• [SET EXERCISE]:
Count the lines of the material below that contain the word "house", and reply with that number alone.

____________________

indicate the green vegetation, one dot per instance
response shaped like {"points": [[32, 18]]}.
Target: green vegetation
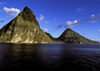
{"points": [[23, 29], [70, 36]]}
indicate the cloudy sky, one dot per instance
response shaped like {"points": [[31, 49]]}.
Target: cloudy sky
{"points": [[54, 16]]}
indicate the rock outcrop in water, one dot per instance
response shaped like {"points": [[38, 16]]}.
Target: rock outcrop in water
{"points": [[70, 36], [23, 29]]}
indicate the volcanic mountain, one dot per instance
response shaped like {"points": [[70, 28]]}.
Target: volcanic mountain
{"points": [[23, 29], [70, 36]]}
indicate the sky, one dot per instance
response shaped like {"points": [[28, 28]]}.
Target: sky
{"points": [[54, 16]]}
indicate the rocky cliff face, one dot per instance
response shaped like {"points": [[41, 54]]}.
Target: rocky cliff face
{"points": [[70, 36], [23, 29]]}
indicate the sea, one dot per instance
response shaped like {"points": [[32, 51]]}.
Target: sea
{"points": [[49, 57]]}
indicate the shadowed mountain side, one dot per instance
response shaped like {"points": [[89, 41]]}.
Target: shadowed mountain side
{"points": [[23, 29]]}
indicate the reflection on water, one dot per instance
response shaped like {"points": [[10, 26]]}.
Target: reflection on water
{"points": [[49, 57]]}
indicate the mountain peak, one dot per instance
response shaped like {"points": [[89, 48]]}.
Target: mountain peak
{"points": [[27, 14], [27, 9]]}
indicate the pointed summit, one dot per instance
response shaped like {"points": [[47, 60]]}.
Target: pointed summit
{"points": [[28, 15], [23, 29], [70, 36]]}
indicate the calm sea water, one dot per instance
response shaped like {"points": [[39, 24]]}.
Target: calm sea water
{"points": [[49, 57]]}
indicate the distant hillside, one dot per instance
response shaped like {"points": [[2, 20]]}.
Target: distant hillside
{"points": [[23, 29], [70, 36]]}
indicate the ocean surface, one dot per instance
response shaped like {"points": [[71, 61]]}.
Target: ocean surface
{"points": [[49, 57]]}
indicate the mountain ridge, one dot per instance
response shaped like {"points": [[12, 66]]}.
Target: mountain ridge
{"points": [[23, 29]]}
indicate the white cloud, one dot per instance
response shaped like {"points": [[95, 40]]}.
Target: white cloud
{"points": [[72, 23], [94, 18], [41, 18], [11, 11], [45, 30]]}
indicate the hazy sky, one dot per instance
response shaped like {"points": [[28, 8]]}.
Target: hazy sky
{"points": [[55, 16]]}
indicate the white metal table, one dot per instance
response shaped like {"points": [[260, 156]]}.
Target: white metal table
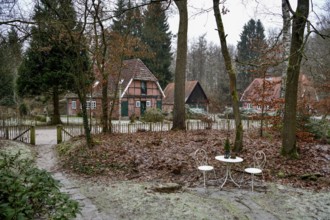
{"points": [[229, 162]]}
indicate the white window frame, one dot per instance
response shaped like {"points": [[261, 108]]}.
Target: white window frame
{"points": [[74, 104], [138, 104]]}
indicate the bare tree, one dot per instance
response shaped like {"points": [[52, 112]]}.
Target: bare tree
{"points": [[285, 41], [289, 148], [179, 122], [238, 145]]}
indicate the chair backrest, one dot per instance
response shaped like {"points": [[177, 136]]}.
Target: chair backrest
{"points": [[200, 157], [259, 159]]}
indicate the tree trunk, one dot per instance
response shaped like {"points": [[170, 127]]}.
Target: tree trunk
{"points": [[105, 101], [56, 119], [289, 148], [232, 78], [179, 114], [286, 42]]}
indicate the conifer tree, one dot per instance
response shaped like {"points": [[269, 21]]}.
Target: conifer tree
{"points": [[48, 61], [10, 58], [252, 39], [156, 34]]}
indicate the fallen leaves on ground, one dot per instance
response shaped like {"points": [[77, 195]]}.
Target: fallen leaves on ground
{"points": [[168, 157]]}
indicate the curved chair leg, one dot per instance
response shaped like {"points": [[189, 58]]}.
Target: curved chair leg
{"points": [[252, 180], [204, 179]]}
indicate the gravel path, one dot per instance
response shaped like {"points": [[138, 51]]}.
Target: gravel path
{"points": [[46, 140], [130, 200]]}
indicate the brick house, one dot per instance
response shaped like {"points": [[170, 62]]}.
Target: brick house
{"points": [[195, 96], [138, 89]]}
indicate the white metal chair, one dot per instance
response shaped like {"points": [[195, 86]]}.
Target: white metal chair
{"points": [[201, 159], [259, 161]]}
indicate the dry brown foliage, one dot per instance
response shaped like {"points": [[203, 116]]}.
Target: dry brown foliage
{"points": [[168, 157]]}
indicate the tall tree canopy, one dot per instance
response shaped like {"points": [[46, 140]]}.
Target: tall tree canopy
{"points": [[252, 39], [156, 34], [238, 145], [10, 58], [289, 145], [179, 114], [47, 64]]}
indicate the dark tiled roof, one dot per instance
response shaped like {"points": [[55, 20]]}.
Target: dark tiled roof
{"points": [[169, 91], [252, 92], [133, 69]]}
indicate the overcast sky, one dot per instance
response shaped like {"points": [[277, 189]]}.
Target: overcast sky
{"points": [[240, 12]]}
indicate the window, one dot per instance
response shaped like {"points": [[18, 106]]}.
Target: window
{"points": [[143, 87], [73, 104], [138, 104]]}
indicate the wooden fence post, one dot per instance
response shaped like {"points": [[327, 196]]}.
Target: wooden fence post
{"points": [[59, 134], [7, 133], [33, 135]]}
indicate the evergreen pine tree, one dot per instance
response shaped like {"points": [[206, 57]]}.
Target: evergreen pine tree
{"points": [[48, 61], [128, 19], [251, 41], [156, 34]]}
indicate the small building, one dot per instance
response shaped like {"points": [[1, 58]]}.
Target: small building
{"points": [[268, 91], [138, 89], [195, 96]]}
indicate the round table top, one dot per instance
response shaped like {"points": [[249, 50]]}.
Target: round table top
{"points": [[229, 160]]}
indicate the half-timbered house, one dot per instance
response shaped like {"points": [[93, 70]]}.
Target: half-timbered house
{"points": [[137, 90]]}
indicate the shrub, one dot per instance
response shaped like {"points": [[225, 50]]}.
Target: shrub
{"points": [[153, 115], [29, 193], [132, 118]]}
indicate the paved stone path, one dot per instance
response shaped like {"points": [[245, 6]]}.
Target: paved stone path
{"points": [[45, 141]]}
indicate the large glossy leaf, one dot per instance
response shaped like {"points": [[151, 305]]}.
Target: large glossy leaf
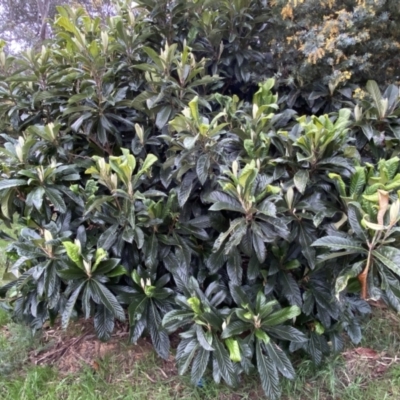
{"points": [[390, 257], [268, 373], [107, 299], [224, 363], [337, 242], [158, 334]]}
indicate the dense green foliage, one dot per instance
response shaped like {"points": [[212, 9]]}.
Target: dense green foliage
{"points": [[148, 189]]}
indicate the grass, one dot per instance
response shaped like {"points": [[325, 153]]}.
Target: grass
{"points": [[342, 377]]}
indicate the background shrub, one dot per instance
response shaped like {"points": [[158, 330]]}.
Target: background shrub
{"points": [[151, 185]]}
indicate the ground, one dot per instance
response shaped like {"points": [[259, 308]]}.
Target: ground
{"points": [[75, 365]]}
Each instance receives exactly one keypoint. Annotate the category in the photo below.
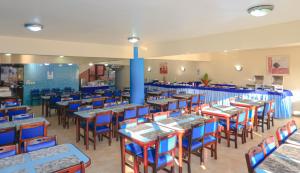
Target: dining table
(223, 112)
(88, 116)
(18, 123)
(294, 138)
(253, 105)
(144, 135)
(284, 159)
(182, 125)
(47, 160)
(161, 103)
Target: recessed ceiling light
(34, 27)
(260, 10)
(133, 39)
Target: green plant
(205, 79)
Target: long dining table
(45, 160)
(223, 112)
(284, 159)
(144, 135)
(87, 116)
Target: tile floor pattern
(107, 158)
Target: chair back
(7, 136)
(103, 118)
(202, 99)
(32, 130)
(128, 123)
(16, 111)
(22, 117)
(130, 113)
(175, 113)
(182, 104)
(4, 119)
(79, 168)
(74, 105)
(7, 151)
(98, 103)
(254, 157)
(165, 145)
(268, 145)
(282, 134)
(292, 127)
(211, 127)
(40, 143)
(172, 105)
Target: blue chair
(98, 103)
(22, 117)
(211, 135)
(31, 131)
(172, 106)
(72, 107)
(237, 127)
(4, 119)
(7, 136)
(175, 113)
(7, 151)
(40, 143)
(254, 157)
(16, 111)
(163, 154)
(143, 113)
(194, 103)
(268, 145)
(130, 113)
(193, 144)
(102, 125)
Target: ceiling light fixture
(133, 39)
(260, 10)
(34, 27)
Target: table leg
(228, 131)
(145, 159)
(87, 134)
(122, 143)
(180, 151)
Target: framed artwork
(278, 64)
(163, 68)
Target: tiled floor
(107, 158)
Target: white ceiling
(111, 21)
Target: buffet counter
(283, 107)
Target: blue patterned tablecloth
(283, 103)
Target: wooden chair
(40, 143)
(254, 157)
(78, 168)
(32, 131)
(102, 125)
(8, 150)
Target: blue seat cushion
(162, 160)
(195, 144)
(7, 154)
(134, 148)
(209, 139)
(42, 145)
(99, 129)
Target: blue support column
(137, 94)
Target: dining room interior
(149, 86)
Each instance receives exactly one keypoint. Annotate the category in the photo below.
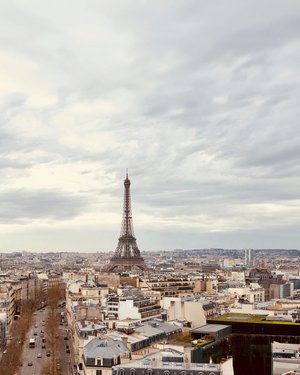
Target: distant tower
(127, 255)
(249, 257)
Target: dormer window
(99, 361)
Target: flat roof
(208, 328)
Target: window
(99, 361)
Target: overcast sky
(200, 100)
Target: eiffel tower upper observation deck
(127, 256)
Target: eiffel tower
(127, 256)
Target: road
(31, 354)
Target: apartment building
(131, 304)
(171, 362)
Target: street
(35, 358)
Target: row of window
(166, 372)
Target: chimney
(125, 341)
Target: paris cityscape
(131, 312)
(149, 196)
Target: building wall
(192, 311)
(128, 311)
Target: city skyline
(197, 100)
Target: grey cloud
(22, 206)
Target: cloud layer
(198, 99)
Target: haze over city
(199, 100)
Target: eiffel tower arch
(127, 256)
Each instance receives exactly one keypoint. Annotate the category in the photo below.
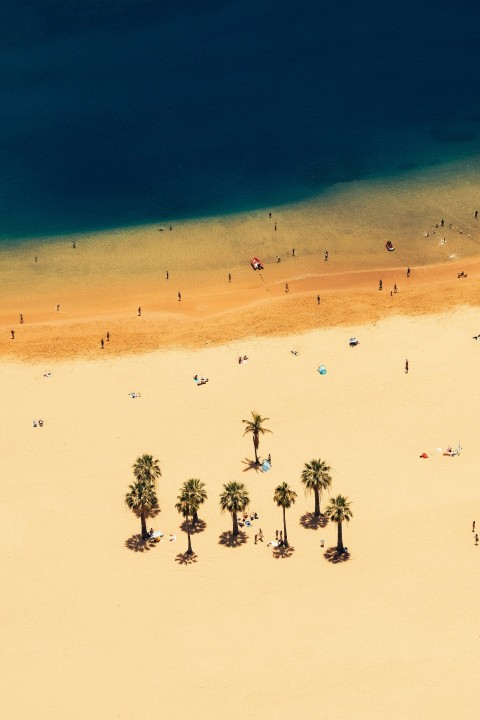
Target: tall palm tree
(316, 478)
(197, 488)
(233, 499)
(186, 505)
(284, 497)
(142, 500)
(147, 469)
(339, 511)
(255, 427)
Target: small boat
(256, 264)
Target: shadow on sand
(186, 559)
(311, 522)
(229, 540)
(199, 526)
(251, 465)
(138, 544)
(281, 553)
(333, 556)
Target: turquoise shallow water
(130, 111)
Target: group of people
(200, 380)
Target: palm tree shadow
(229, 540)
(333, 556)
(251, 465)
(186, 559)
(311, 522)
(199, 526)
(137, 544)
(281, 553)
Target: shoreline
(211, 316)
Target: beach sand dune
(97, 625)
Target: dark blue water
(124, 112)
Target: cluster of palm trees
(142, 499)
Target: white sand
(92, 629)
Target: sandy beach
(97, 625)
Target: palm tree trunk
(285, 539)
(340, 547)
(189, 549)
(144, 526)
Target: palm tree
(339, 511)
(147, 469)
(197, 488)
(233, 499)
(255, 427)
(142, 500)
(186, 505)
(316, 477)
(284, 497)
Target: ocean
(127, 112)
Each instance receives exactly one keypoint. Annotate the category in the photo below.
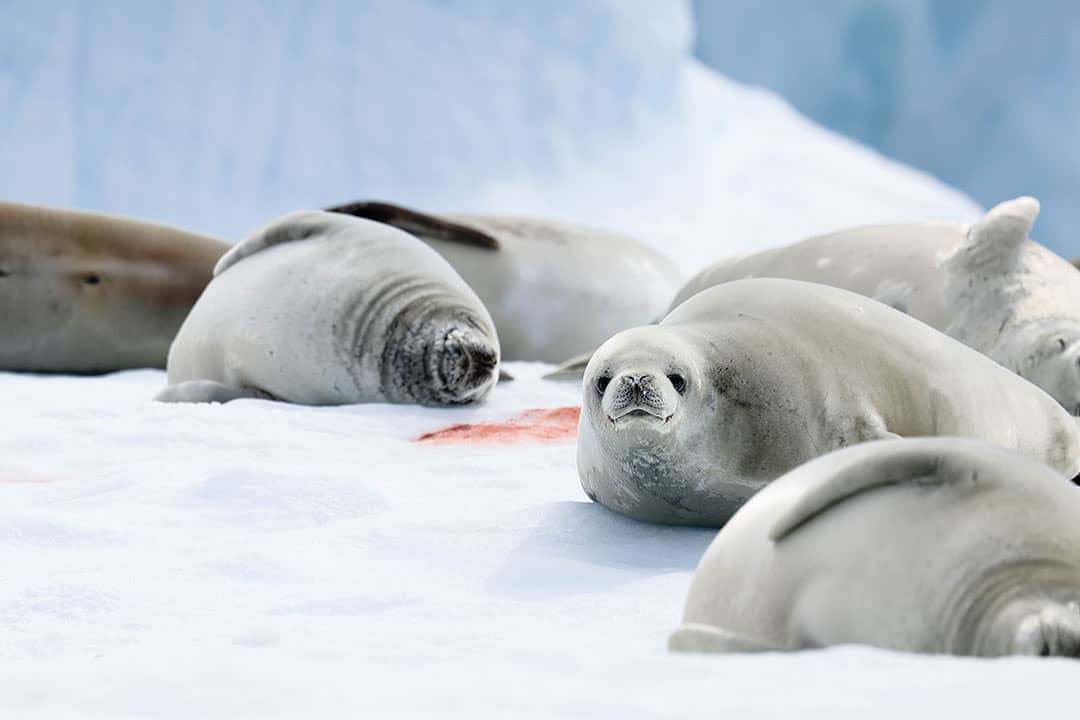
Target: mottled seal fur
(685, 420)
(554, 289)
(987, 284)
(324, 309)
(84, 293)
(928, 545)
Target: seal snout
(636, 395)
(467, 364)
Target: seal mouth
(639, 412)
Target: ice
(981, 94)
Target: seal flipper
(292, 228)
(571, 369)
(997, 235)
(421, 225)
(694, 637)
(207, 391)
(903, 463)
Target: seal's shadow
(583, 547)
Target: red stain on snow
(536, 425)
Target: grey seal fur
(683, 421)
(324, 309)
(554, 289)
(928, 545)
(84, 293)
(987, 284)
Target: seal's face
(439, 356)
(646, 437)
(462, 364)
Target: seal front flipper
(571, 369)
(997, 236)
(208, 391)
(696, 637)
(901, 462)
(421, 225)
(292, 228)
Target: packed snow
(258, 559)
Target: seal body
(930, 545)
(988, 285)
(683, 421)
(554, 289)
(324, 309)
(84, 293)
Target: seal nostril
(678, 382)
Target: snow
(258, 559)
(981, 94)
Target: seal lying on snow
(987, 285)
(88, 293)
(324, 309)
(553, 289)
(685, 420)
(932, 545)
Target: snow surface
(985, 95)
(260, 560)
(218, 117)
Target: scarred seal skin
(683, 421)
(324, 309)
(928, 545)
(554, 289)
(83, 293)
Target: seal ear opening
(421, 225)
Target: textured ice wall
(220, 116)
(985, 94)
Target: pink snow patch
(534, 425)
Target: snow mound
(265, 560)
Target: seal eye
(678, 382)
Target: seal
(988, 285)
(554, 289)
(683, 421)
(324, 309)
(927, 545)
(83, 293)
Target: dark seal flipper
(421, 225)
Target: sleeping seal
(986, 284)
(88, 293)
(553, 289)
(685, 420)
(929, 545)
(323, 309)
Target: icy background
(219, 116)
(260, 560)
(985, 94)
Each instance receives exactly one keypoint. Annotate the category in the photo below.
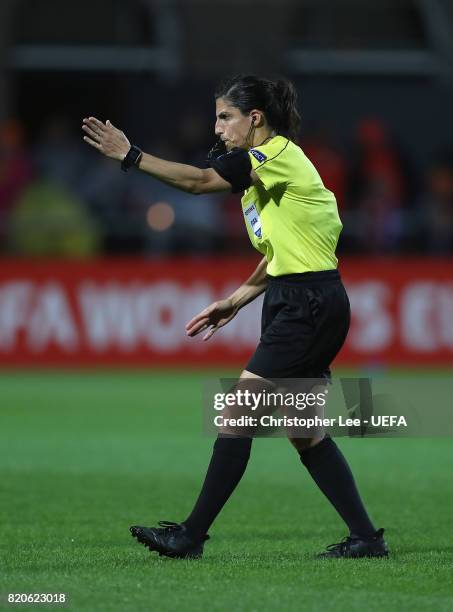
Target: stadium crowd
(57, 198)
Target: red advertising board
(133, 312)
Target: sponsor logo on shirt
(253, 219)
(258, 155)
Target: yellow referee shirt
(291, 218)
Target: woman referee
(292, 219)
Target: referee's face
(231, 125)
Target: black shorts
(304, 324)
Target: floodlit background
(100, 390)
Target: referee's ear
(257, 118)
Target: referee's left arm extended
(113, 143)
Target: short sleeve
(271, 168)
(235, 167)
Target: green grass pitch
(85, 455)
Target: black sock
(332, 474)
(229, 460)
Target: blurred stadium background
(99, 269)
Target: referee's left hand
(212, 318)
(106, 138)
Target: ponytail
(286, 96)
(277, 100)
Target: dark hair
(277, 100)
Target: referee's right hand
(213, 317)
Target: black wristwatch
(132, 158)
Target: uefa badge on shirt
(253, 219)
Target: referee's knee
(301, 444)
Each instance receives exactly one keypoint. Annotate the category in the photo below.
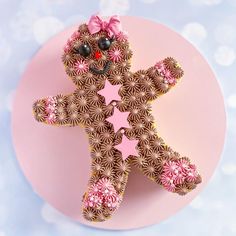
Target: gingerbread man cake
(113, 105)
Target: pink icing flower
(81, 67)
(111, 201)
(122, 36)
(183, 164)
(164, 72)
(50, 109)
(115, 55)
(75, 36)
(191, 173)
(51, 118)
(105, 186)
(70, 41)
(171, 168)
(102, 193)
(179, 178)
(177, 172)
(160, 67)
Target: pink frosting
(81, 67)
(50, 109)
(177, 172)
(122, 36)
(102, 193)
(164, 72)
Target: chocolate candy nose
(98, 55)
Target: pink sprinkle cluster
(50, 109)
(102, 193)
(71, 40)
(165, 73)
(122, 36)
(115, 54)
(81, 67)
(177, 172)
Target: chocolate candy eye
(84, 50)
(104, 43)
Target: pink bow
(112, 27)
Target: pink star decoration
(127, 147)
(119, 119)
(110, 92)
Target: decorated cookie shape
(113, 105)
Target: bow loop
(112, 27)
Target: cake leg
(164, 166)
(109, 175)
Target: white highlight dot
(194, 32)
(225, 34)
(51, 215)
(46, 27)
(225, 56)
(197, 203)
(231, 101)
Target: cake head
(98, 50)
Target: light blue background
(26, 24)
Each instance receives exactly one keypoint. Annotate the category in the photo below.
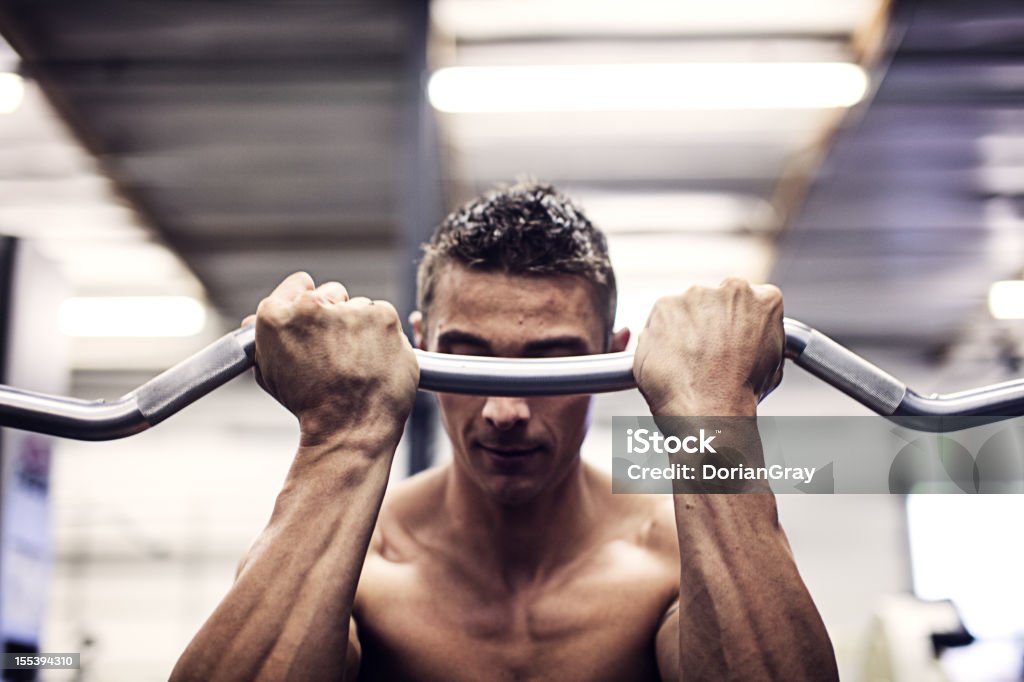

____________________

• [EXERCISE RESPONSE]:
4